▶ **CHALLENGES**:
1. Answer each question using the passage on the presumption of reliance, one line per answer, marked (a), (b), (c) like the questions.
(a) In the first circumstance, whose omission of a material fact means the investor need not give specific proof of reliance?
(b) Under the fraud-on-the-market doctrine, when is reliance presumed?
(c) Which company misled its auditor and filed fraudulent financial statements?
2. Continue the passage on the presumption of reliance from its last sentence.

We have found a rebuttable presumption of reliance in two different circumstances. First, if there is an omission of a material fact by one with a duty to disclose, the investor to whom the duty was owed need not provide specific proof of reliance…Second, under the fraud-on-the-market doctrine, reliance is presumed when the statements at issue become public. The public information is reflected in the market price of the security. Then it can be assumed that an investor who buys or sells stock at the market price relies upon the statement.”

The court goes on to state that under the plaintiffs’ theory of reliance:

the implied cause of action would reach the whole market-place in which the issuing company does business.

This cannot be:

we conclude respondents’ deceptive acts, which were not disclosed to the investing public, are too remote to satisfy the requirement of reliance. It was Charter, not respondents, that misled its auditor and filed fraudulent financial statements; nothing respondents did made it necessary or inevitable for Charter to record the transactions as it did.

▶ **DATASET CONTENT**:
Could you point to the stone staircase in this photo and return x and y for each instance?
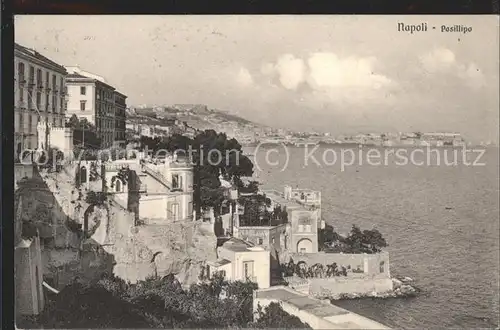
(157, 176)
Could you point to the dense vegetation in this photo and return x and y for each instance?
(162, 303)
(366, 241)
(256, 212)
(212, 154)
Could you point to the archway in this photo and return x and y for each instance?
(305, 246)
(118, 185)
(18, 151)
(83, 174)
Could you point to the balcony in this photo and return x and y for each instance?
(251, 279)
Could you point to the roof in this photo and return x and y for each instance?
(80, 77)
(280, 199)
(237, 245)
(220, 262)
(38, 56)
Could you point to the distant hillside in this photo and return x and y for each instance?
(196, 115)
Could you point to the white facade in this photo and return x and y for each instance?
(246, 262)
(75, 97)
(39, 96)
(90, 97)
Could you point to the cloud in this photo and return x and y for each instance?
(329, 71)
(326, 75)
(443, 61)
(244, 77)
(438, 60)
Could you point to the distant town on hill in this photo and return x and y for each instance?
(188, 119)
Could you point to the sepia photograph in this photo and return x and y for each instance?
(256, 171)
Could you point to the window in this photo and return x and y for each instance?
(176, 181)
(20, 71)
(32, 75)
(248, 270)
(38, 100)
(39, 80)
(174, 210)
(30, 101)
(21, 122)
(54, 103)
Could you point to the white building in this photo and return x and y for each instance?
(90, 97)
(241, 261)
(40, 98)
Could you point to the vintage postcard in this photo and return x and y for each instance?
(316, 172)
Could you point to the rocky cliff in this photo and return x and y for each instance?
(51, 202)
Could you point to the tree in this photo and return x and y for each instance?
(274, 317)
(161, 303)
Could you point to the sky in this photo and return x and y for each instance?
(338, 74)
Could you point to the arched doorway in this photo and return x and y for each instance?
(18, 150)
(305, 246)
(83, 174)
(118, 185)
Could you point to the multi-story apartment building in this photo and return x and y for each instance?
(91, 97)
(40, 89)
(120, 117)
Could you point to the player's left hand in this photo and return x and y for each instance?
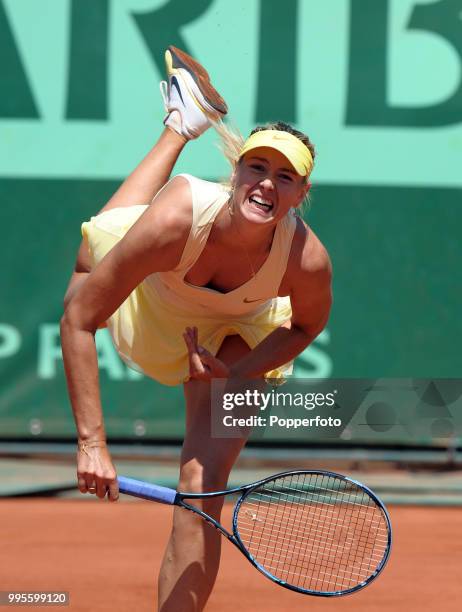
(202, 364)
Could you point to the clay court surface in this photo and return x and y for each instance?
(108, 555)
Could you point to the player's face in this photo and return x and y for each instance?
(266, 186)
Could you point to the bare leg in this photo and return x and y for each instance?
(140, 187)
(192, 557)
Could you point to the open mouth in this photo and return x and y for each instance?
(261, 203)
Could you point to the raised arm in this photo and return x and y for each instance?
(155, 243)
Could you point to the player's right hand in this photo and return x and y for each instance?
(96, 473)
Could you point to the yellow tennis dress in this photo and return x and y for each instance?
(147, 329)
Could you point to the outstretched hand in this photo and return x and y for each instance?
(202, 364)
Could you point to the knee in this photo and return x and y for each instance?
(198, 478)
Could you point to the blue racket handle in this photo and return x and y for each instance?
(145, 490)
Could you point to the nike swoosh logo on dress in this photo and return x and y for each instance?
(247, 301)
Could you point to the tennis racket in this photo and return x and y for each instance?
(314, 532)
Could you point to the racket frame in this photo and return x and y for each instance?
(234, 537)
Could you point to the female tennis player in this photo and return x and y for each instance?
(195, 280)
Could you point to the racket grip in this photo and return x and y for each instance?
(145, 490)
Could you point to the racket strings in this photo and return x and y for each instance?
(315, 531)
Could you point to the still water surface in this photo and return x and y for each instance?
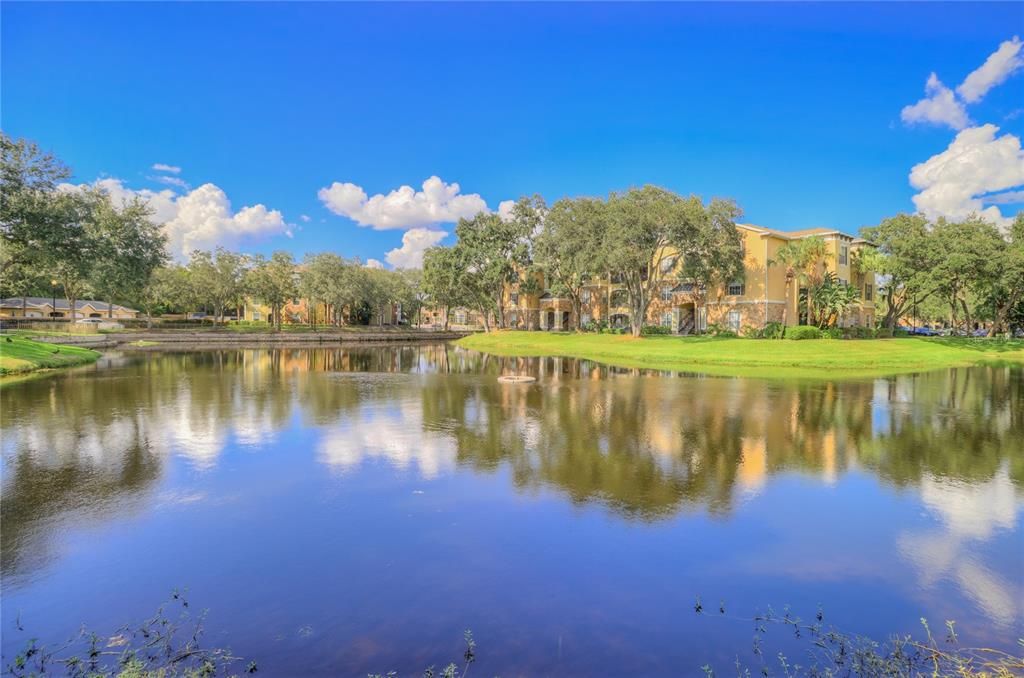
(343, 511)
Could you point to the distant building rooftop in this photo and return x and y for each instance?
(797, 235)
(39, 302)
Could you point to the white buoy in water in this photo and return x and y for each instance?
(516, 379)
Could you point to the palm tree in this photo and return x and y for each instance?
(800, 258)
(790, 256)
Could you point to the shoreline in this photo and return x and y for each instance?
(768, 358)
(248, 339)
(20, 356)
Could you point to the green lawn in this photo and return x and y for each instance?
(756, 357)
(22, 354)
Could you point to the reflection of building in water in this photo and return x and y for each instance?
(643, 446)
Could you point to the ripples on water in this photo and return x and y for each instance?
(381, 500)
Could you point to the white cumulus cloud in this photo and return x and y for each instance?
(505, 209)
(954, 182)
(999, 66)
(201, 218)
(414, 243)
(942, 106)
(404, 207)
(171, 180)
(939, 107)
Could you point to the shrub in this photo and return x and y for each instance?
(716, 330)
(803, 332)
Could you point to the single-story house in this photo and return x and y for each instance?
(43, 308)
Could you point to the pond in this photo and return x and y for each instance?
(341, 511)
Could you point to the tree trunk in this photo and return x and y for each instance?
(638, 309)
(500, 320)
(785, 306)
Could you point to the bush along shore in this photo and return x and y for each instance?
(730, 355)
(22, 354)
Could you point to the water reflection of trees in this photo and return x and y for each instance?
(644, 445)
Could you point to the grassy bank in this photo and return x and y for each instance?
(756, 357)
(22, 354)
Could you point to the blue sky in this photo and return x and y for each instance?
(794, 111)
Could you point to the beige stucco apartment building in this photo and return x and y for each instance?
(753, 300)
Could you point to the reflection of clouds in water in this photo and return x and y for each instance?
(193, 432)
(973, 510)
(175, 423)
(394, 433)
(971, 513)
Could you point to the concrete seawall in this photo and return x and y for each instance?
(229, 339)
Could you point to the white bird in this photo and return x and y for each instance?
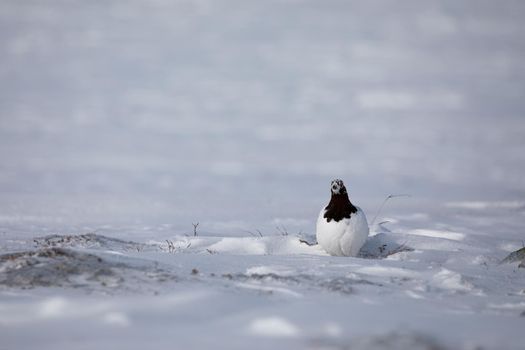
(342, 228)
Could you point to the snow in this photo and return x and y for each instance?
(122, 123)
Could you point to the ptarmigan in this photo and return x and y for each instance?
(342, 228)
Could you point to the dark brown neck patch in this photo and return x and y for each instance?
(339, 208)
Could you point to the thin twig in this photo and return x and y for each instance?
(384, 202)
(195, 229)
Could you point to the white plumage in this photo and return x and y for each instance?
(341, 236)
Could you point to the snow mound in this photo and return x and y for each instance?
(390, 341)
(383, 245)
(63, 267)
(90, 241)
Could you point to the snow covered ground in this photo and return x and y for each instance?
(124, 122)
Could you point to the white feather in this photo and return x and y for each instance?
(345, 237)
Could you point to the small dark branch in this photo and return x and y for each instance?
(195, 229)
(306, 242)
(257, 234)
(282, 230)
(171, 246)
(383, 204)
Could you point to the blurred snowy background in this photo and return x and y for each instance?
(237, 114)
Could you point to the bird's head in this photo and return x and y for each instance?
(338, 187)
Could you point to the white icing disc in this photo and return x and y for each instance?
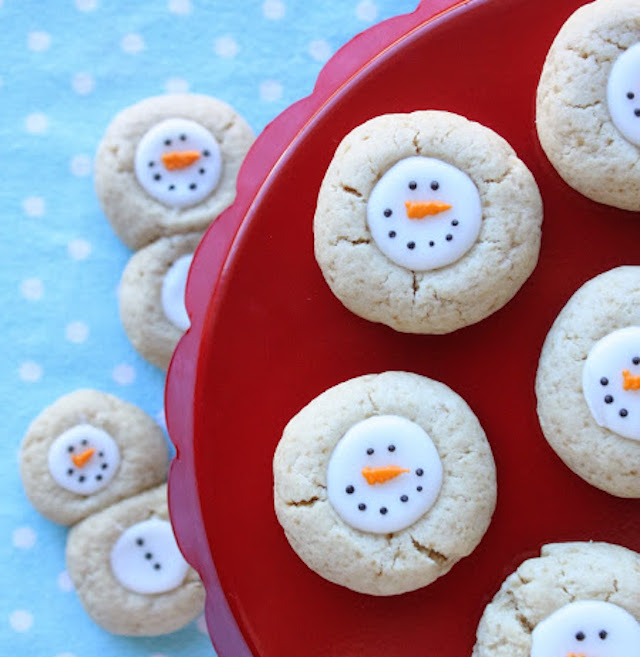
(178, 162)
(424, 214)
(384, 474)
(592, 628)
(146, 558)
(83, 459)
(623, 94)
(611, 382)
(173, 289)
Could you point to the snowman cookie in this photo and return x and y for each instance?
(426, 222)
(588, 383)
(168, 165)
(87, 451)
(128, 571)
(574, 599)
(384, 482)
(588, 102)
(151, 296)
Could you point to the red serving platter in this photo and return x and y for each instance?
(268, 336)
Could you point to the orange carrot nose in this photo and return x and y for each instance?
(179, 159)
(380, 475)
(80, 460)
(629, 381)
(422, 209)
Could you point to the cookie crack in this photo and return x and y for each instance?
(430, 553)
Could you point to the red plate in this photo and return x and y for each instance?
(268, 336)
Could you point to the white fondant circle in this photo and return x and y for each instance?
(146, 558)
(185, 186)
(623, 94)
(587, 627)
(381, 441)
(611, 405)
(436, 240)
(173, 289)
(96, 472)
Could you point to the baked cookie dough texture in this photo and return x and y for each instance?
(575, 598)
(589, 409)
(95, 460)
(384, 482)
(588, 102)
(157, 159)
(426, 222)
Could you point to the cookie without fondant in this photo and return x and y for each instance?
(575, 598)
(378, 489)
(168, 165)
(151, 296)
(128, 571)
(426, 222)
(87, 451)
(588, 102)
(586, 414)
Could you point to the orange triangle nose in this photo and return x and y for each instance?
(179, 159)
(422, 209)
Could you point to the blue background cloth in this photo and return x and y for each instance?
(67, 67)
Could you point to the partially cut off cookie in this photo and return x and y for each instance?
(87, 451)
(384, 482)
(426, 222)
(168, 165)
(128, 571)
(151, 296)
(588, 382)
(574, 599)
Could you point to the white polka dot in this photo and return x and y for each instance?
(83, 83)
(320, 50)
(132, 44)
(76, 332)
(176, 86)
(32, 289)
(367, 11)
(86, 5)
(24, 538)
(79, 249)
(36, 123)
(34, 206)
(201, 624)
(273, 9)
(81, 165)
(226, 47)
(21, 620)
(64, 582)
(181, 7)
(124, 374)
(270, 90)
(30, 372)
(38, 41)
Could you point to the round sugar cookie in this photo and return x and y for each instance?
(384, 482)
(426, 222)
(87, 451)
(151, 296)
(575, 598)
(589, 409)
(588, 102)
(128, 571)
(168, 165)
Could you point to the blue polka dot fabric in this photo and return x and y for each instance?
(67, 67)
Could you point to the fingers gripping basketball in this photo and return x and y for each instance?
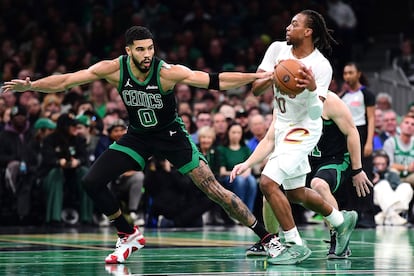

▶ **OUTPUTS FOR THE TASKS**:
1.
(a) One with a duty to disclose.
(b) When the statements at issue become public.
(c) Charter.

2.
On this subject, I love footnote 4 to the dissent:

Because the kind of sham transactions alleged in this complaint are unquestionably isolated departures from the ordinary course of business in the American marketplace, it is hyperbolic for the Court to conclude that petitioner’s concept of reliance would authorize actions against the entire marketplace in which the issuing company operates.

Reliance is really slippery (and especially so after Basic, given that it slithers about between a subjective and an objective concept) and seems to me to defy the sort of line-drawing the court wants to engage in here. For example the court wants to distinguish between the “marketplace for goods and services” and the “investment sphere” as though they are completely separate. I don’t really understand how the court puts together the idea that conduct alone can be enough for liability with the other idea that the deceptive acts have to be “disclosed” to the investing public for the fraud on the market presumption to apply. And does it really make sense to have a rule that reliance is presumed in respect of statements which are actually made to the market but not in respect of conduct on which those statements are based (and without which the statements would not have been made)? But, of course, requiring plaintiffs to plead and prove reliance does make it harder for them to win.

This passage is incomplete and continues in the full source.